Text section -
Mesa (master): i965/fs: Add support for 16-wide dispatch to the register allocator.

Tue Apr 26 19:26:01 UTC 2011

Module: Mesa
Branch: master
Commit: 2ac1cb8b83ad1f7700cc40519a82c3cf698b543b
URL:    http://cgit.freedesktop.org/mesa/mesa/commit/?id=2ac1cb8b83ad1f7700cc40519a82c3cf698b543b

Author: Eric Anholt <eric at anholt.net>
Date:   Sun Mar 13 13:26:09 2011 -0700

i965/fs: Add support for 16-wide dispatch to the register allocator.

Note that the virtual grfs are in increments of the dispatch_width,
not hardware registers -- this makes the 16-wide emit and 8-wide emit
mostly the same.

Reviewed-by: Kenneth Graunke <kenneth at whitecape.org>

---

 src/mesa/drivers/dri/i965/brw_fs_reg_allocate.cpp |   56 ++++++++++++++-------
 1 files changed, 37 insertions(+), 19 deletions(-)

Given entries -
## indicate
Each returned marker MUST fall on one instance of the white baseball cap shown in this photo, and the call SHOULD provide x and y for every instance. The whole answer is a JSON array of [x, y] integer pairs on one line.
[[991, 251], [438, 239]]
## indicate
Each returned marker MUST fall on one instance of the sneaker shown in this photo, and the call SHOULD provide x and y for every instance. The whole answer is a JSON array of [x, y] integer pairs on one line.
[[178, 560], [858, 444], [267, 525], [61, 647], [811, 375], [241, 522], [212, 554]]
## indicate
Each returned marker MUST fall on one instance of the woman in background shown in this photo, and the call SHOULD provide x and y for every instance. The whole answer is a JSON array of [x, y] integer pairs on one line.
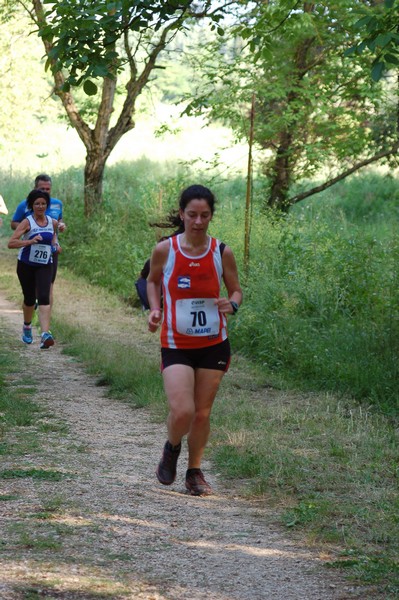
[[36, 238]]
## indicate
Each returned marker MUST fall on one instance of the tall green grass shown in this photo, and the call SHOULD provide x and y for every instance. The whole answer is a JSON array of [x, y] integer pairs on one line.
[[321, 304]]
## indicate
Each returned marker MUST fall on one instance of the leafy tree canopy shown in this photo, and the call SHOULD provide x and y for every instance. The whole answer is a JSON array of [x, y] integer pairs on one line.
[[84, 34], [379, 27]]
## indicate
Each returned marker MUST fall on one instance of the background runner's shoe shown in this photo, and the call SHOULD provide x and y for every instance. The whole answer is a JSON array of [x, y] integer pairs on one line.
[[27, 334], [47, 340], [196, 484], [166, 471]]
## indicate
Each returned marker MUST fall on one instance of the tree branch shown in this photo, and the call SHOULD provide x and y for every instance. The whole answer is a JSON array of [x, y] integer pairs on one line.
[[346, 173]]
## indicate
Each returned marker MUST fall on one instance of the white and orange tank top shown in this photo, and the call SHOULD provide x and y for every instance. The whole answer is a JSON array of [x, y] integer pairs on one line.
[[190, 286]]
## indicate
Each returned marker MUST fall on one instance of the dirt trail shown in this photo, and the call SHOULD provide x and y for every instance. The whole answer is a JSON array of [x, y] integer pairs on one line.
[[122, 534]]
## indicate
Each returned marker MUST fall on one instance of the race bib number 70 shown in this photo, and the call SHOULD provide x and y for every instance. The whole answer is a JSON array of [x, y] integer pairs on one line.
[[197, 317]]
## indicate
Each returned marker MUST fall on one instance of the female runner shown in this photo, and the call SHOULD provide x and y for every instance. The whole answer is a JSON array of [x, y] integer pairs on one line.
[[195, 350], [36, 238]]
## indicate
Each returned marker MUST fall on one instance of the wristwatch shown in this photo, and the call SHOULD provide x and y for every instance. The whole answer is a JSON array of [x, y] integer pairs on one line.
[[234, 306]]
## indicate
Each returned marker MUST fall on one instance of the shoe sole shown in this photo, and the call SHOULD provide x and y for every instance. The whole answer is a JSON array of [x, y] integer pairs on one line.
[[46, 344], [197, 493], [162, 480]]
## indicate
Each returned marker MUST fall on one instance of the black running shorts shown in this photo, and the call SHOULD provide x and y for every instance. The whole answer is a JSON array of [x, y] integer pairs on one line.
[[215, 357]]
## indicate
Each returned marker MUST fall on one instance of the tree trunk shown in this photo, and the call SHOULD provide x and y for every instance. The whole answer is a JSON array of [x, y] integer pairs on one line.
[[281, 175], [93, 181], [284, 162]]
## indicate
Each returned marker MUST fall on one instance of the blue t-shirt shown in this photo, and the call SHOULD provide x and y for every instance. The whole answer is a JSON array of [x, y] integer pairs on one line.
[[54, 210]]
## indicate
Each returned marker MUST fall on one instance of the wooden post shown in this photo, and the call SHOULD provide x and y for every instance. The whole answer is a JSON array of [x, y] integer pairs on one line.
[[249, 189]]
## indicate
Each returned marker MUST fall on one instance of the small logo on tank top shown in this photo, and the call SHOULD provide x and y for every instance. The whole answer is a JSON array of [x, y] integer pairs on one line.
[[183, 282]]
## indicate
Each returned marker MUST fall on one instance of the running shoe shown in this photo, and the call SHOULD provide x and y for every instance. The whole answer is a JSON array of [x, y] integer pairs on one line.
[[196, 484], [47, 340], [166, 471], [27, 334]]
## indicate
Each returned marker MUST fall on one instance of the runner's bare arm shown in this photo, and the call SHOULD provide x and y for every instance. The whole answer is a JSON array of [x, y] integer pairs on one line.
[[154, 280], [16, 242], [231, 281]]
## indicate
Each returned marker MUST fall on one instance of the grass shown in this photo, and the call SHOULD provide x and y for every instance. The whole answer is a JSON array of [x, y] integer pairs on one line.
[[326, 461]]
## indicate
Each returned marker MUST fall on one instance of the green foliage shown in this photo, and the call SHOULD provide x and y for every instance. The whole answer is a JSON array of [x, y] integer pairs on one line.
[[379, 29], [309, 101], [84, 36], [323, 290]]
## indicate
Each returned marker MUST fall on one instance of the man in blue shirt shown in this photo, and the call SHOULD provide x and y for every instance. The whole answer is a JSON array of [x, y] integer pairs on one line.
[[54, 211]]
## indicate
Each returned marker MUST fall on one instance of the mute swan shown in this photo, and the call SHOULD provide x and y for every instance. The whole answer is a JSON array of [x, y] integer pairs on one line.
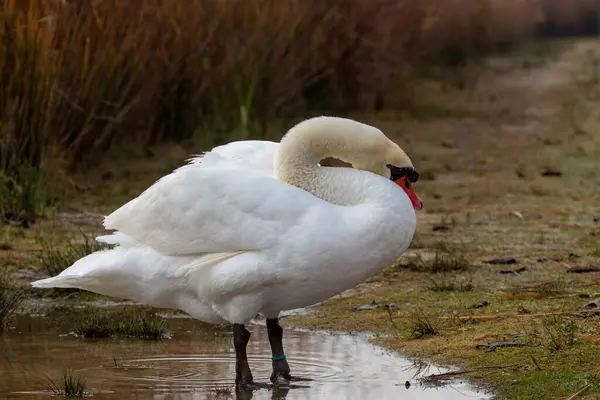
[[259, 227]]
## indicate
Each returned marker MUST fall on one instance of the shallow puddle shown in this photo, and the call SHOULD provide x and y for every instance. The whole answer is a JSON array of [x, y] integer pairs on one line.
[[198, 360]]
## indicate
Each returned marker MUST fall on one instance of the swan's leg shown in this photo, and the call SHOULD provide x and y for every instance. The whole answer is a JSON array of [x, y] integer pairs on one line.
[[281, 369], [241, 337]]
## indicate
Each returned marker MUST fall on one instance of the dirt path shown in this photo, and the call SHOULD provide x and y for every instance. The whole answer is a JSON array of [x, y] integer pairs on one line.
[[492, 146]]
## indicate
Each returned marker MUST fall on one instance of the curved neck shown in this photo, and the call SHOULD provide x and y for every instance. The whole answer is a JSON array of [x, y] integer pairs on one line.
[[306, 144]]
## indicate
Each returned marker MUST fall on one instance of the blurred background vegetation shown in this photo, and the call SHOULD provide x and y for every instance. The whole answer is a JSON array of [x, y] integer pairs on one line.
[[81, 77]]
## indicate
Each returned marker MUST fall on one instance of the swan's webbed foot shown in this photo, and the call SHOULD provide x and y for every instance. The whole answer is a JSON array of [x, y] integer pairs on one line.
[[281, 369]]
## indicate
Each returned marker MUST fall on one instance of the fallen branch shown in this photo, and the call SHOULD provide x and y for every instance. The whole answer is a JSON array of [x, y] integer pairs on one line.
[[447, 375]]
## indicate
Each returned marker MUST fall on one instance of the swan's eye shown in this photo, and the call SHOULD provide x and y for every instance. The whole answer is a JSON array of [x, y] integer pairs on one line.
[[401, 172]]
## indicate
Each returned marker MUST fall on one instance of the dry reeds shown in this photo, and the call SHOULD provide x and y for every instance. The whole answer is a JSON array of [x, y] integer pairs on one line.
[[78, 76]]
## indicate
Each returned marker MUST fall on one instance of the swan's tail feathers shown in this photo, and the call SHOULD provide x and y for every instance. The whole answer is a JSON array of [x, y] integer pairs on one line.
[[82, 274], [117, 239], [65, 282]]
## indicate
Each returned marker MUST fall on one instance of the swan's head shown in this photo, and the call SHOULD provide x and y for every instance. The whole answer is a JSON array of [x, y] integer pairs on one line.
[[376, 153], [364, 146]]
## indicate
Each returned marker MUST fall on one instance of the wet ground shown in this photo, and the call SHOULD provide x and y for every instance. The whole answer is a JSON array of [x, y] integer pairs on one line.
[[197, 362]]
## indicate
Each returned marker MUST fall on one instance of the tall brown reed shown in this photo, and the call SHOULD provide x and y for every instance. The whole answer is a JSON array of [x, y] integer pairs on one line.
[[79, 76]]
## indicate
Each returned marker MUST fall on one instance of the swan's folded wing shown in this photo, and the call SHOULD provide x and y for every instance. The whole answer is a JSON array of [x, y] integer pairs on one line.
[[254, 155], [198, 209]]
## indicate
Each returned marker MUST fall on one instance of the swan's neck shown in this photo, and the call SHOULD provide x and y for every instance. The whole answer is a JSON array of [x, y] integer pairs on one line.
[[307, 144]]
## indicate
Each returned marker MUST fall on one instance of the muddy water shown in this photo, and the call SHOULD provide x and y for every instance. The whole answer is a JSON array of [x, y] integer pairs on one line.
[[199, 358]]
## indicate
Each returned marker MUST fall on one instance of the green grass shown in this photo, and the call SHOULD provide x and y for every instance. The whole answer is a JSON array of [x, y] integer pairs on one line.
[[10, 299], [559, 333], [457, 286], [56, 258], [422, 325], [131, 324], [72, 385], [444, 259]]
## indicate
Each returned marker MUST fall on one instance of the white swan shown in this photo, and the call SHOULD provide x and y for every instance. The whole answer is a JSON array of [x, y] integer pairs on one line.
[[259, 227]]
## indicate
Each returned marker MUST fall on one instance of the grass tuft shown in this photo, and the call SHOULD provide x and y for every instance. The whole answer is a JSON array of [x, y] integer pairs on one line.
[[72, 385], [444, 259], [10, 298], [143, 325], [422, 325], [559, 332], [462, 286]]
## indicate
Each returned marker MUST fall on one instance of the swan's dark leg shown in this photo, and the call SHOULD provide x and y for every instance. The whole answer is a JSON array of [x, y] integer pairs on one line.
[[241, 337], [281, 369]]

Aim of the task - Repeat, word for word, the part of the Mesa commit notice between "Note that the" and "insertions(+), 19 deletions(-)", inclusive.

Response for this exercise -
Note that the virtual grfs are in increments of the dispatch_width,
not hardware registers -- this makes the 16-wide emit and 8-wide emit
mostly the same.

Reviewed-by: Kenneth Graunke <kenneth at whitecape.org>

---

 src/mesa/drivers/dri/i965/brw_fs_reg_allocate.cpp |   56 ++++++++++++++-------
 1 files changed, 37 insertions(+), 19 deletions(-)